Texto apresentado >>
□ □ □
A França parou de usar o franco em 2002, quando passou a usar o sistema do euro. No entanto, quatorze ex-colônias francesas continuaram a usar a Communauté Financiére Africaine (CFA) como moeda, o que dá imensas vantagens à França (50% das reservas desses países têm de ser mantidas no Tesouro francês e as desvalorizações francesas da CFA – como em 1994 – têm efeitos catastróficos sobre os países que a utilizam). Em 2015, o presidente do Chade, Idriss Déby Itno, disse que o CFA "puxa as economias africanas para baixo" e que "chegou a hora de romper a corda que impede o desenvolvimento da África". Atualmente, fala-se em todo o Sahel não apenas sobre a retirada das tropas francesas – como ocorreu em Burkina Faso e no Mali -, mas também sobre o rompimento do domínio econômico francês sobre a região.
□ □ □
Exercício proposto A >> Reescreva as linhas dos registros trocando "striped chair canopy" por "striped beach umbrella" e mantendo todo o restante inalterado.
Os registros não guardam relação alguma com o texto.

(Itens de um conjunto de dados)
□ □ □
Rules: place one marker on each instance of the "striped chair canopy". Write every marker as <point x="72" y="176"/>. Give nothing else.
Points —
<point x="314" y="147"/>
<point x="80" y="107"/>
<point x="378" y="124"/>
□ □ □
Exercício proposto B >> Indique se cada afirmação abaixo está de acordo com o texto sobre o franco CFA: (i) a França deixou de usar o franco em 2002; (ii) dezesseis ex-colônias francesas continuaram a usar o CFA como moeda; (iii) Idriss Déby Itno era presidente do Mali.

Resposta completa A >>
Rules: place one marker on each instance of the "striped beach umbrella". Write every marker as <point x="72" y="176"/>. Give nothing else.
Points —
<point x="314" y="147"/>
<point x="80" y="107"/>
<point x="378" y="124"/>

Resposta completa B >>
(i) Sim: "A França parou de usar o franco em 2002".
(ii) Não: "quatorze ex-colônias francesas continuaram a usar a Communauté Financiére Africaine (CFA) como moeda".
(iii) Não: "o presidente do Chade, Idriss Déby Itno".